* **Document passage**:

▼

We talk a lot about the urgent need to address climate change and the enormous economic opportunities that come with building a clean, green economy, but we don’t talk about it in a way that reaches people who are not attuned to it. Especially in an election year, in a very polarized time. So, we need to find a way to talk about the climate challenge — and its opportunities — differently.
“When I’m looking at the climate challenge that we have today, what I see is that there are certainly many reasons to be reactive and concerned and very, let’s say, dogmatic in our communication, whereby sometimes we might even polarize the situation,” Jennifer Hough, a systems thinker and leadership consultant through her firm The Wide Awakening, who sees leadership challenges through the lens of physics (in more ways than one) told me.
But, she added the recent spate of more severe extreme weather events – and in unexpected places like her hometown of Asheville, North Carolina – opens the door to reaching some people who were not interested in the climate crisis before.

▲

* **Dataset entries**:
▼

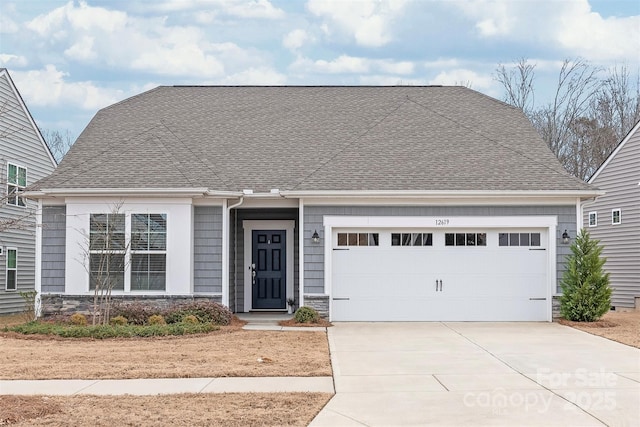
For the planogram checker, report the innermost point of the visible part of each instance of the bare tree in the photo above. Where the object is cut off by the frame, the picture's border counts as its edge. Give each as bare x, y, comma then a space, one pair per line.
103, 256
587, 116
59, 142
518, 84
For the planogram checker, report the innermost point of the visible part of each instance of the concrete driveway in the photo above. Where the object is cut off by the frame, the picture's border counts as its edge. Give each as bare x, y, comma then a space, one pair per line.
542, 374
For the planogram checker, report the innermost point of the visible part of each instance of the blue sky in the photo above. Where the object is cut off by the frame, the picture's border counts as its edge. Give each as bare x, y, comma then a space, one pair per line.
71, 58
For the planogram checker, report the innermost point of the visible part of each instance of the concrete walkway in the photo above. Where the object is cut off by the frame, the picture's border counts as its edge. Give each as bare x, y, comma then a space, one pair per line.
535, 374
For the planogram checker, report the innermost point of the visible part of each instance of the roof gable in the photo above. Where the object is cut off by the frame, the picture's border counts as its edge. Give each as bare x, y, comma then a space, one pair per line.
312, 138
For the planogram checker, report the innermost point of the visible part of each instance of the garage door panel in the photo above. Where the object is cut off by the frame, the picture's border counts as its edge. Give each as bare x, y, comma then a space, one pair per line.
439, 283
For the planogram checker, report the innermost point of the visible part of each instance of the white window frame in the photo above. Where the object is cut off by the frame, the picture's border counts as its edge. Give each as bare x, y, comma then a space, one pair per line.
19, 188
7, 269
147, 252
613, 215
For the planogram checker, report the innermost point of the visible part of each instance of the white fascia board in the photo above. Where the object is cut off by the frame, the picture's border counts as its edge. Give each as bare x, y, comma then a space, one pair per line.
443, 221
467, 194
115, 192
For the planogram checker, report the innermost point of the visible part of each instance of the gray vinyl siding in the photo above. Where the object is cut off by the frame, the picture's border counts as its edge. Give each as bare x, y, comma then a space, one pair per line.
621, 243
236, 257
313, 218
54, 231
207, 249
19, 145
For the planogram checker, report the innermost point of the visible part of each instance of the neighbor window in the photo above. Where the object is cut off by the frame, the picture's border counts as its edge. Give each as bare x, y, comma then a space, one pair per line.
106, 251
411, 239
616, 216
12, 270
16, 182
358, 239
465, 239
148, 252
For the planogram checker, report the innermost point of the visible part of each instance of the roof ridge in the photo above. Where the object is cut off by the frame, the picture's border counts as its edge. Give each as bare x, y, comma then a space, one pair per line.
349, 143
508, 147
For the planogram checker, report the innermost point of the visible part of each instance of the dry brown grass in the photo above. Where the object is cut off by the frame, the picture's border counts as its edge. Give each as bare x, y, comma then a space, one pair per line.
230, 409
230, 352
620, 326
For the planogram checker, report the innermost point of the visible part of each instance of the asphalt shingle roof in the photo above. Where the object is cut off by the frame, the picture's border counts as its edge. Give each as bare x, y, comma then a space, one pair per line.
311, 138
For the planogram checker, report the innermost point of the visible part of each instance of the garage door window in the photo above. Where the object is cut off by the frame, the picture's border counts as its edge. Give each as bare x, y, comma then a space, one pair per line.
411, 239
465, 239
519, 239
358, 239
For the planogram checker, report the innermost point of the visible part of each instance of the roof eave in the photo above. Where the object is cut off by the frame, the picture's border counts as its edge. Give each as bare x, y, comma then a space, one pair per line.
442, 194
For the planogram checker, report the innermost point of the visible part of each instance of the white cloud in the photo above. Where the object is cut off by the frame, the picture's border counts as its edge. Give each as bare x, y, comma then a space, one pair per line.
8, 60
48, 88
463, 77
261, 9
369, 22
7, 25
345, 64
295, 39
256, 76
569, 25
82, 49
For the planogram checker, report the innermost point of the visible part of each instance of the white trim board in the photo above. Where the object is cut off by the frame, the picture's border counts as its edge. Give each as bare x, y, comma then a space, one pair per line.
249, 226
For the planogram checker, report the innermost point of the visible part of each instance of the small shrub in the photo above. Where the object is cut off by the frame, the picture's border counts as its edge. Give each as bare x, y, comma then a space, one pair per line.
136, 313
204, 311
78, 319
156, 319
190, 319
306, 315
118, 321
586, 294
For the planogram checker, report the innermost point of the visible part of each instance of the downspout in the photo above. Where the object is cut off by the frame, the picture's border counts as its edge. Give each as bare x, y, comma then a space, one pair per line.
235, 251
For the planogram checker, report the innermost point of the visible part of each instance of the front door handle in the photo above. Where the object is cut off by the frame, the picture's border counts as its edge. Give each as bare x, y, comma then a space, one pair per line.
252, 267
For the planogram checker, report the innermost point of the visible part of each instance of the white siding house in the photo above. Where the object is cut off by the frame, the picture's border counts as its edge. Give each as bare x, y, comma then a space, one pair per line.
614, 219
24, 159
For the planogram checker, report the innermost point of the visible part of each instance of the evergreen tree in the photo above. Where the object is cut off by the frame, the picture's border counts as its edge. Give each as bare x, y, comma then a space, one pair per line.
586, 294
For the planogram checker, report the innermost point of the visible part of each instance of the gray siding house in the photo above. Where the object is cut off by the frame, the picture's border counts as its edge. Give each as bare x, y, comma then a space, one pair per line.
24, 159
614, 219
368, 203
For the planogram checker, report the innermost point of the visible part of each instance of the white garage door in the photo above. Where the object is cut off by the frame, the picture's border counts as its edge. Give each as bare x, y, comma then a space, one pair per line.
439, 275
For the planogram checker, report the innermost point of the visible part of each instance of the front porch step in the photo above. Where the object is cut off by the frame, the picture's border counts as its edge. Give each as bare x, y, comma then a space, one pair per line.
263, 317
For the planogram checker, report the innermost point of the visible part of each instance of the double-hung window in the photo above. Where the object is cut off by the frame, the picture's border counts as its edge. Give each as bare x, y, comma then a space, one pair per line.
107, 251
148, 252
12, 270
16, 183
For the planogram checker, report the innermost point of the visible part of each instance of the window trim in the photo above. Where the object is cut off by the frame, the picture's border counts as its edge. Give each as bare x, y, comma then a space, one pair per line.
19, 188
7, 269
613, 216
148, 251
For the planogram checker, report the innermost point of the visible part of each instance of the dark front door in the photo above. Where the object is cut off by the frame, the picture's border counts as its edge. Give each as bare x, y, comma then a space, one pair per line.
269, 263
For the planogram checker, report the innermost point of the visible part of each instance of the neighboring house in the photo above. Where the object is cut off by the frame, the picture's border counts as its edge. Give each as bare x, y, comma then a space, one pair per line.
24, 159
368, 203
614, 219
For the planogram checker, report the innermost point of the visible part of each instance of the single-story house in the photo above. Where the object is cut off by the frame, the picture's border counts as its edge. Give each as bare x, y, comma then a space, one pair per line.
614, 219
24, 159
367, 203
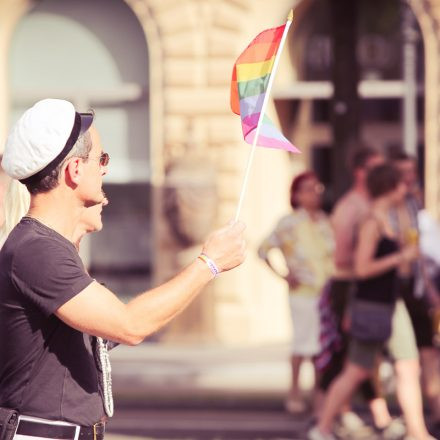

▲

* **Parts of the exercise**:
- 1) Summarize the passage on climate communication in two sentences.
- 2) Rewrite the stretch of the passage on climate communication from "We talk a lot" through "one) told me.", changing "climate challenge" to "climate crisis".

* **Answers for the tasks**:
- 1) The passage says that talk about climate change and the economic opportunities of a clean, green economy does not reach people who are not attuned to it, especially in a polarized election year, so the climate challenge and its opportunities need to be discussed differently. Jennifer Hough, a systems thinker and leadership consultant, warns that reactive, dogmatic communication can polarize the situation, but she says that recent severe extreme weather events, including in her hometown of Asheville, North Carolina, open the door to reaching people who were not interested in the climate crisis before.

- 2)
We talk a lot about the urgent need to address climate change and the enormous economic opportunities that come with building a clean, green economy, but we don’t talk about it in a way that reaches people who are not attuned to it. Especially in an election year, in a very polarized time. So, we need to find a way to talk about the climate crisis — and its opportunities — differently.
“When I’m looking at the climate crisis that we have today, what I see is that there are certainly many reasons to be reactive and concerned and very, let’s say, dogmatic in our communication, whereby sometimes we might even polarize the situation,” Jennifer Hough, a systems thinker and leadership consultant through her firm The Wide Awakening, who sees leadership challenges through the lens of physics (in more ways than one) told me.